§ **Exercise aim**: Retype the records in full, exactly as they stand.

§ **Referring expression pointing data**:

#####

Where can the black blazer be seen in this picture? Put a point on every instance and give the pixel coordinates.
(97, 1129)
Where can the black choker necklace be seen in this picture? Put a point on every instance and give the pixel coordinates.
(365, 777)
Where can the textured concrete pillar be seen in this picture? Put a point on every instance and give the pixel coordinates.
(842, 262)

#####

§ **Output for this exercise**:
Where can the black blazer be seen in this picture? Put a point on every instance and give the pixel coordinates.
(97, 1129)
Where can the black choker necklace be seen in this picture? Put a point on every instance and give the pixel coordinates.
(365, 777)
Where can the textured concrete pillar be seen in this picture? Put a point on every instance and give the pixel coordinates.
(842, 262)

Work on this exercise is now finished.